====== Records for the exercise

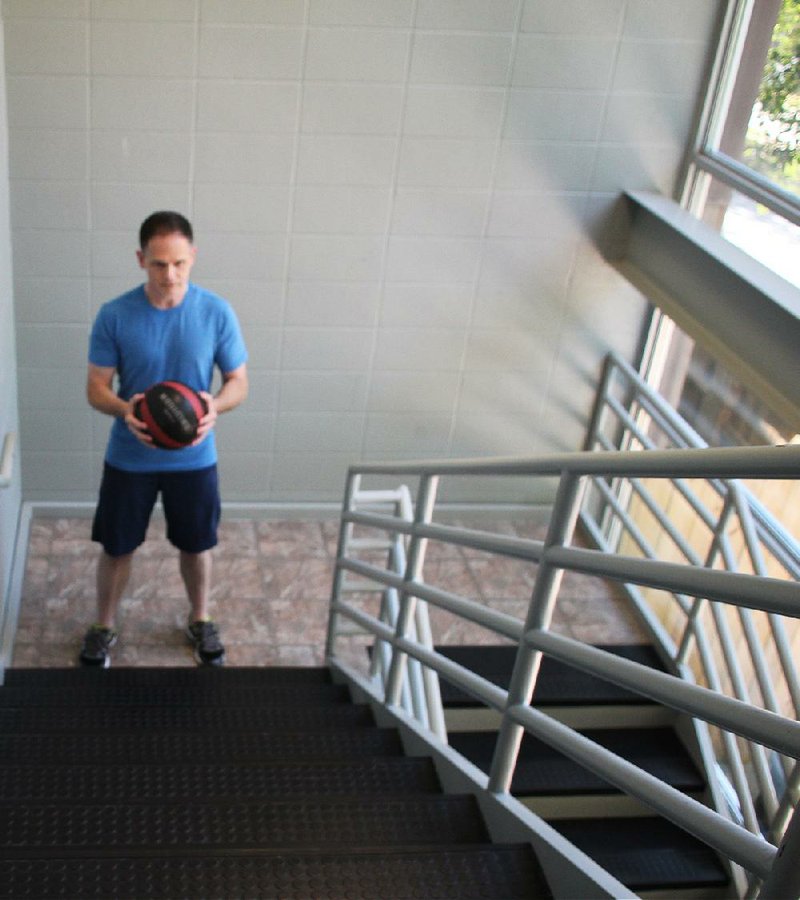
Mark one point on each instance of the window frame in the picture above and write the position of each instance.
(705, 159)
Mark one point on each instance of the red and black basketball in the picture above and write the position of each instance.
(171, 410)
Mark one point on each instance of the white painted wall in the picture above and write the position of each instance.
(10, 497)
(402, 199)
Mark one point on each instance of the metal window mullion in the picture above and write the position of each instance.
(741, 178)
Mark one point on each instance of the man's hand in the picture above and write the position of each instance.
(136, 426)
(209, 420)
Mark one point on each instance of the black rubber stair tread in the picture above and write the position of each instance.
(646, 853)
(173, 746)
(542, 770)
(201, 694)
(222, 781)
(181, 718)
(557, 684)
(174, 677)
(505, 872)
(364, 822)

============

Reproduce all of the data exactly; the pictures do not belong in the copy.

Mark one point on each instance of the window frame in the picture above and write the position of each instance.
(705, 159)
Mark one point on each instance of the red and black basketball in the picture above and write the position of each instance.
(171, 410)
Mark one point on each instance of the white painted wall in the picture above and write the position of each instance.
(10, 497)
(402, 199)
Mark one point on each instance of the metal window mullion in the picture above and write the position of each instance.
(741, 178)
Mark one point on each instance of the man's hand in the picture above and write the position of each instance.
(136, 426)
(209, 420)
Mark one point on each instance of the black rubber stair tread in the picture above and write the position of each instance.
(646, 853)
(173, 746)
(542, 770)
(201, 694)
(222, 781)
(181, 718)
(557, 684)
(174, 677)
(505, 872)
(364, 822)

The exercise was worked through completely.